:: Document extract ::
** start **
Our LO was 17 months when she came to us.  She had been with FC since 3 weeks old.  We were advised by SW not to meet before 6 months at the earliest.  We got on very well with them, and texted and emailed regularly in the first few months.  We met up after 6 months at a local stately home (discounted entry for looked after children, great playground and plenty of space to run around, and good coffee shop).  It was very emotional for them but they got to see her very relaxed and happy, and she ran around with everyone, and we could chat (they have a grown up daughter too so 5 adults there). We have met them every 6 months since, once at a farm, once a country park and its gone well. She just knows them as friends of Mum and  Dad at the moment, and we have fun when we see them.  We email and text too every few weeks.  We feel its important to keep in touch as they have that information about her earlier life.  Its not to hard as they are easy to get on with and only a couple of hours away from us.


----------



## Macgyver (Oct 27, 2008)

Our ds was with his FC from 5 weeks old until 10 months.


We first meet them at a settling in date 8 weeks after placement.


We got on very well with them and continue to meet up every 4 months or so.  


Ds knows them as auntie and uncle and loves seeing them. They also have a daughter who is 18 and it's good for her as she was distraught when ds left the family home.


It's nice keeping in touch as they can see how he has changed and if I have questions about his early life they are the best people to ask.




We see them as Good friends and hope to keep this friendship going for years to come.


----------
** end **
:: Items ::
** start **
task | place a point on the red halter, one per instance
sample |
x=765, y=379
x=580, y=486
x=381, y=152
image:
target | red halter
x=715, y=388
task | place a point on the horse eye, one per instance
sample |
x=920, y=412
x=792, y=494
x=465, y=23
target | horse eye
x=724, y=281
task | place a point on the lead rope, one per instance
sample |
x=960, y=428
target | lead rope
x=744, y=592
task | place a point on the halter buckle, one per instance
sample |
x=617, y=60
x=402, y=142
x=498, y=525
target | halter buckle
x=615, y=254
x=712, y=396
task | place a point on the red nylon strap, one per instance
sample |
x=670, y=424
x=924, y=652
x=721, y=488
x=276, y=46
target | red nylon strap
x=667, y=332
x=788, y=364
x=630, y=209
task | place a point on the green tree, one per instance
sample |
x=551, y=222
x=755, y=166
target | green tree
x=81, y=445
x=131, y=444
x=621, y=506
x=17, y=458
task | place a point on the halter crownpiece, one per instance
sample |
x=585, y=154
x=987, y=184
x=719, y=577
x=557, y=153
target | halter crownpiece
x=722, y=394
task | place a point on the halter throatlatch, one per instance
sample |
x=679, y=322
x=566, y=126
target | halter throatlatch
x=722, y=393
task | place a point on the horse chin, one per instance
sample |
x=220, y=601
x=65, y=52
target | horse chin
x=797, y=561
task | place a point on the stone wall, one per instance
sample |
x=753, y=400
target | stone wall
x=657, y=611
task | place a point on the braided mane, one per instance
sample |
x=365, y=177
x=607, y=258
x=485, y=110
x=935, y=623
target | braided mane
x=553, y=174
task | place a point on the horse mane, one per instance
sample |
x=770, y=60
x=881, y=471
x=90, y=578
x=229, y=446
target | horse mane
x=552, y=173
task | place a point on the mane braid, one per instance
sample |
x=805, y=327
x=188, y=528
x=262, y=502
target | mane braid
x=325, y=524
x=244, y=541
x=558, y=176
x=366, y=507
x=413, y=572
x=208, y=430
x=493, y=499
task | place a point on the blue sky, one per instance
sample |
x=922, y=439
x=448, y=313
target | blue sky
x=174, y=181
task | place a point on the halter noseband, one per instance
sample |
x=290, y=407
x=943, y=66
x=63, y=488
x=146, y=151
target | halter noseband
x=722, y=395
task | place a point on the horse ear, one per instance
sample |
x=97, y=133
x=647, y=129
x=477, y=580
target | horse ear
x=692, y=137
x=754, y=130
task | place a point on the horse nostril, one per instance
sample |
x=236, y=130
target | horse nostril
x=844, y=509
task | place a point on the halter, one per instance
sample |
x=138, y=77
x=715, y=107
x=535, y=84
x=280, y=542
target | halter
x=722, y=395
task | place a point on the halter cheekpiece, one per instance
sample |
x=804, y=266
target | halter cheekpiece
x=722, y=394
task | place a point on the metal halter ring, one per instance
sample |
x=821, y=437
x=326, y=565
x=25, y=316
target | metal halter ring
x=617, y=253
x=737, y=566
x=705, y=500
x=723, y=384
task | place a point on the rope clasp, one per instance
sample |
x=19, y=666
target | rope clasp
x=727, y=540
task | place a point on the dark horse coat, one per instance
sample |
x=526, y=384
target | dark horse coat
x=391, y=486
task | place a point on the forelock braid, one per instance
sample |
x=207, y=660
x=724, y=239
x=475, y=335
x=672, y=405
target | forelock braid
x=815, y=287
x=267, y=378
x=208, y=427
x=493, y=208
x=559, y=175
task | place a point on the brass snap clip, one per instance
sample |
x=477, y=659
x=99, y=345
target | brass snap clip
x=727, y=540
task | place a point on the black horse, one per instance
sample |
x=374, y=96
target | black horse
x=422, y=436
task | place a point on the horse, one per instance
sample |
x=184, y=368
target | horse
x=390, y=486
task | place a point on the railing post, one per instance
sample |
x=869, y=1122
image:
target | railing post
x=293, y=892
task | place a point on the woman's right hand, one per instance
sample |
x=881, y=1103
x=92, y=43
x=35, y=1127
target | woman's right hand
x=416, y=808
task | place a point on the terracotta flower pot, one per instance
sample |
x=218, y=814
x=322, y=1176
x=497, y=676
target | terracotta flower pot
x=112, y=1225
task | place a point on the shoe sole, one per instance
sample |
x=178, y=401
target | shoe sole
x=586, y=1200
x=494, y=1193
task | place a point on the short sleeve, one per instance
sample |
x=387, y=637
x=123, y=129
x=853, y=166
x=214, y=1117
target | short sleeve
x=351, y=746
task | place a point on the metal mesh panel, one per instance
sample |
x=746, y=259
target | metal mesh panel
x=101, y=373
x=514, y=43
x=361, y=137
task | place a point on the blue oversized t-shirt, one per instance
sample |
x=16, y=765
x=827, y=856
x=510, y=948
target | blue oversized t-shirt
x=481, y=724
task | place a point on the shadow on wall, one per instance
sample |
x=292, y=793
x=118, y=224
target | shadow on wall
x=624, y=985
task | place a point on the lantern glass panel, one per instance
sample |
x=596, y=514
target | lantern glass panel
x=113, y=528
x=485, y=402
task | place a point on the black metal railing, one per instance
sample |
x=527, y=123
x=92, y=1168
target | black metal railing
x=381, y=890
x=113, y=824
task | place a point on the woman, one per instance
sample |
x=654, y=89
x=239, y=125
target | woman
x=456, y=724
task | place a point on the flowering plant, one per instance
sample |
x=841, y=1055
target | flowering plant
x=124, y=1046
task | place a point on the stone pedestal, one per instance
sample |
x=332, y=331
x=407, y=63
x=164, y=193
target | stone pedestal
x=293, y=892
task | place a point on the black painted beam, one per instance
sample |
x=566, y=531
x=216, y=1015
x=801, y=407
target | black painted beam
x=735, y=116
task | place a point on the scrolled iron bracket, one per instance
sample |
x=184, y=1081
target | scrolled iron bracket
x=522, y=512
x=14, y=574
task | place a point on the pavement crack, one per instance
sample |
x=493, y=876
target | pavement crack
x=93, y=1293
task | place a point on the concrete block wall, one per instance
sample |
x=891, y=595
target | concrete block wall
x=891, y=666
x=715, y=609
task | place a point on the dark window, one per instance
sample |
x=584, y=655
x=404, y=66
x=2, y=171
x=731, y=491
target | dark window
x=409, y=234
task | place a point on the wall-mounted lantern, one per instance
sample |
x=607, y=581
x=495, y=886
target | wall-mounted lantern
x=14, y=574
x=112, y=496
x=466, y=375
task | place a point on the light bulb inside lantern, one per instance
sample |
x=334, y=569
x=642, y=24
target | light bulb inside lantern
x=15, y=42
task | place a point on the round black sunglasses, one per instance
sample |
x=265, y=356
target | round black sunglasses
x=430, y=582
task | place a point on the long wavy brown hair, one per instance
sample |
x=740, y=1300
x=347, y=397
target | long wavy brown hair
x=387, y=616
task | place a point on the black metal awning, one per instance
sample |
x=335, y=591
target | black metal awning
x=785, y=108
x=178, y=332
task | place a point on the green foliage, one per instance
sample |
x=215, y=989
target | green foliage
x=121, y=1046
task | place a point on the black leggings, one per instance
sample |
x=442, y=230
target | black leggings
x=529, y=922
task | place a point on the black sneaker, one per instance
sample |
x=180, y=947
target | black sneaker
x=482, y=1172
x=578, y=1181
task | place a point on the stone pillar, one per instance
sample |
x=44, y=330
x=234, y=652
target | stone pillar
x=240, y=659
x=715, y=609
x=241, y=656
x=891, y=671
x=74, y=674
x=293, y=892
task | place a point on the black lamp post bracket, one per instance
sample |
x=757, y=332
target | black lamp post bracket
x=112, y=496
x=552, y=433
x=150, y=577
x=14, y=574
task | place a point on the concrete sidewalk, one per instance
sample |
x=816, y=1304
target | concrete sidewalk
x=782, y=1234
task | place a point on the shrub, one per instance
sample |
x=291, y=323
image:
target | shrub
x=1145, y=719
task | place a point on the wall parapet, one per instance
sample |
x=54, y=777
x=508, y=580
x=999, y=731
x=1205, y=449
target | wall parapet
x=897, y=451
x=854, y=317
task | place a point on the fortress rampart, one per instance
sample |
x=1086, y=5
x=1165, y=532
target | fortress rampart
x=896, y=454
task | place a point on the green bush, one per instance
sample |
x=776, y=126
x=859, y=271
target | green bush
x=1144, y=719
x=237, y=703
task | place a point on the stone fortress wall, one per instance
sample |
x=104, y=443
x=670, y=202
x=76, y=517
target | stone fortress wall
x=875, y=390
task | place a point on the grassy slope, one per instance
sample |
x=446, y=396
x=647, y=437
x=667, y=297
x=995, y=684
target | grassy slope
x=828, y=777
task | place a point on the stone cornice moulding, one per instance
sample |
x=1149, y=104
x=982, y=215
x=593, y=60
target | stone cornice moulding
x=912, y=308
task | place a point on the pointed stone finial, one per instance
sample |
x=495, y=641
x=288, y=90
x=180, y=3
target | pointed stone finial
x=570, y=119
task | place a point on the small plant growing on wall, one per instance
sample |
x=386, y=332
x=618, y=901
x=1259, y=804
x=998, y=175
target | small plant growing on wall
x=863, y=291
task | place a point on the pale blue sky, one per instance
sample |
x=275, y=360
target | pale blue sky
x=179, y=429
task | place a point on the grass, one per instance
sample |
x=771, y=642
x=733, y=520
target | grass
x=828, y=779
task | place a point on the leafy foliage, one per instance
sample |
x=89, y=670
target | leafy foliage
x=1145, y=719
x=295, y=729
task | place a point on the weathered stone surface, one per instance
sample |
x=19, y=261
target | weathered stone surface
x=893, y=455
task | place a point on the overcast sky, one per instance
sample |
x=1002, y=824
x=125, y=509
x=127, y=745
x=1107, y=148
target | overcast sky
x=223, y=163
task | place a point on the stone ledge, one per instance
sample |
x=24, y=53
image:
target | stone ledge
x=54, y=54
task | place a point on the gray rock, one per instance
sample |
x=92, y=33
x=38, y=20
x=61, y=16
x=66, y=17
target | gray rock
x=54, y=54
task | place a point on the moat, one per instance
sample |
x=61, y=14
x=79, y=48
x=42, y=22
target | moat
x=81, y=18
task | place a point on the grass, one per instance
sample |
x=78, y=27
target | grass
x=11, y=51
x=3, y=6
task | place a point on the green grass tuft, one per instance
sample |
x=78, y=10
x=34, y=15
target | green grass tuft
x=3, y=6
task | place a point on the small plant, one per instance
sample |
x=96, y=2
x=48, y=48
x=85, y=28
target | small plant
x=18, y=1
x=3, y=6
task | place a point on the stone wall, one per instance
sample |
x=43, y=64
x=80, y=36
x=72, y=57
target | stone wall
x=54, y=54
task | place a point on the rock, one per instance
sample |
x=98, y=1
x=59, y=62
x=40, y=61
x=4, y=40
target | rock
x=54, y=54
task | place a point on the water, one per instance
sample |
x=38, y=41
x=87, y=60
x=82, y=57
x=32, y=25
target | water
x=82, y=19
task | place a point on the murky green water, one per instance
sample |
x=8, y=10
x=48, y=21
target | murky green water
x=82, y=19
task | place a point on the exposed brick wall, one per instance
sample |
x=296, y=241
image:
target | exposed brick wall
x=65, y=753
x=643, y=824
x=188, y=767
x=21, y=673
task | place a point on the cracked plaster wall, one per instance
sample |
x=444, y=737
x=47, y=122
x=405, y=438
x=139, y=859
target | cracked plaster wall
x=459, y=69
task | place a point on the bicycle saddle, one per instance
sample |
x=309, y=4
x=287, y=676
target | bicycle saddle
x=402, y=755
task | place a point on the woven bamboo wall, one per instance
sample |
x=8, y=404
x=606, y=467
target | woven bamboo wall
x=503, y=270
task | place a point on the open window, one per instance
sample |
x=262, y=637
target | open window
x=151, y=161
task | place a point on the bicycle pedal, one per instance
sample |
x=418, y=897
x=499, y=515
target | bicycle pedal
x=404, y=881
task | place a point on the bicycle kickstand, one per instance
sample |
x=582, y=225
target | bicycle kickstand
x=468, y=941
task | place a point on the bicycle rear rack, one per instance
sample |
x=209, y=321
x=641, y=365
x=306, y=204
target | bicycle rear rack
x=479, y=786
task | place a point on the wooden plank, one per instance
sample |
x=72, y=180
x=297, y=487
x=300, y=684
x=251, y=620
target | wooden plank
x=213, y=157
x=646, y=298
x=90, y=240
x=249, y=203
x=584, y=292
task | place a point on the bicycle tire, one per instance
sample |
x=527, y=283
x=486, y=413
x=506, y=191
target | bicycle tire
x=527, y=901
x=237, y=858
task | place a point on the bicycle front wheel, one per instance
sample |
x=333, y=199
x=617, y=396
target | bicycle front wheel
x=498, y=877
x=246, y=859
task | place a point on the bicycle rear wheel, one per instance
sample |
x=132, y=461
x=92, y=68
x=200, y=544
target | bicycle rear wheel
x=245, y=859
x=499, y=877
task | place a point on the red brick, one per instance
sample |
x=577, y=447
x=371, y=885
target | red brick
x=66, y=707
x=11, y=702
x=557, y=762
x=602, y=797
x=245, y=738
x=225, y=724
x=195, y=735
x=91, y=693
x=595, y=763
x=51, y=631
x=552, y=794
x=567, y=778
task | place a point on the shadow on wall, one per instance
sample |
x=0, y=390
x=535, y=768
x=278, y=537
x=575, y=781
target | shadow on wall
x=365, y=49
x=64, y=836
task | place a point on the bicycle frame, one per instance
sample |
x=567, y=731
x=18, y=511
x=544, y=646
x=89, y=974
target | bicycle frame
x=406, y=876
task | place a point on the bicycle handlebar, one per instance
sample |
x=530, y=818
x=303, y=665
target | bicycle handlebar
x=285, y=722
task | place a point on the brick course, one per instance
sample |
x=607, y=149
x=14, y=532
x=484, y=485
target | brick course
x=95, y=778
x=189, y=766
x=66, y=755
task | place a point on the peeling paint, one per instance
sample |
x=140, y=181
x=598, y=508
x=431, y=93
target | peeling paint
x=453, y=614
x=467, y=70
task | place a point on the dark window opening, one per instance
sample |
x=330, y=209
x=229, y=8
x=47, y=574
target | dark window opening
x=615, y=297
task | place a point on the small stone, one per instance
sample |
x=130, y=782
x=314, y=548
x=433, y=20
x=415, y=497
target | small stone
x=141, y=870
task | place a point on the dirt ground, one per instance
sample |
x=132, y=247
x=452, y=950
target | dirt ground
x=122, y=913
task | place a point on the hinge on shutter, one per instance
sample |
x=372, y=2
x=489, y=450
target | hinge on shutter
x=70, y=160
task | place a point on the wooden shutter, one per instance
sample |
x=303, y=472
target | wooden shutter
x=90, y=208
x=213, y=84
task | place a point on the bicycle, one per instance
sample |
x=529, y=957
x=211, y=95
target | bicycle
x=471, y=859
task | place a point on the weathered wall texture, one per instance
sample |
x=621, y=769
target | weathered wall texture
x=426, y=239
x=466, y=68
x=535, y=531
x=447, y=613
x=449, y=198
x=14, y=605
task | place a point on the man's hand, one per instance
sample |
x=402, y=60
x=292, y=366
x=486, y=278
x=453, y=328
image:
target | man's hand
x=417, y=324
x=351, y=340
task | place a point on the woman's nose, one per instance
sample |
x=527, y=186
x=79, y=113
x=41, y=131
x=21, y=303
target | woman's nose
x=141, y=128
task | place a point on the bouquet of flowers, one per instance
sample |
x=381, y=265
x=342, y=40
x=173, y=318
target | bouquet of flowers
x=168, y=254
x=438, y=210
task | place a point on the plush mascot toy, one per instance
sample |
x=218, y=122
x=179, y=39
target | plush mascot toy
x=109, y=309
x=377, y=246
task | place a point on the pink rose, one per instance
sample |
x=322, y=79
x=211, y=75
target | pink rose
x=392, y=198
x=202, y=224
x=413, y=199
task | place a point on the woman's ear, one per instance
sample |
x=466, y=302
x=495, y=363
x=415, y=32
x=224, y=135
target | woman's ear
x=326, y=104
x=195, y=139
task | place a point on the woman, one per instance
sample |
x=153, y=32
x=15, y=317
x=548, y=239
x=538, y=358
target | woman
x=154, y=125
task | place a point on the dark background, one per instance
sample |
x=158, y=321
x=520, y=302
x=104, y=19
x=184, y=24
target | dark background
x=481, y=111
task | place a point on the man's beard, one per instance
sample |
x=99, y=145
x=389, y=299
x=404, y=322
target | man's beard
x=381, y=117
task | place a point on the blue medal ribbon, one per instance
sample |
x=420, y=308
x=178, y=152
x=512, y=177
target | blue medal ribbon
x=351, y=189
** end **
:: Problem statement ::
Reproduce the stretch of the forum thread about staying in touch with foster carers from "Ds knows them" through "the family home.", word for word.

:: The completed task ::
Ds knows them as auntie and uncle and loves seeing them. They also have a daughter who is 18 and it's good for her as she was distraught when ds left the family home.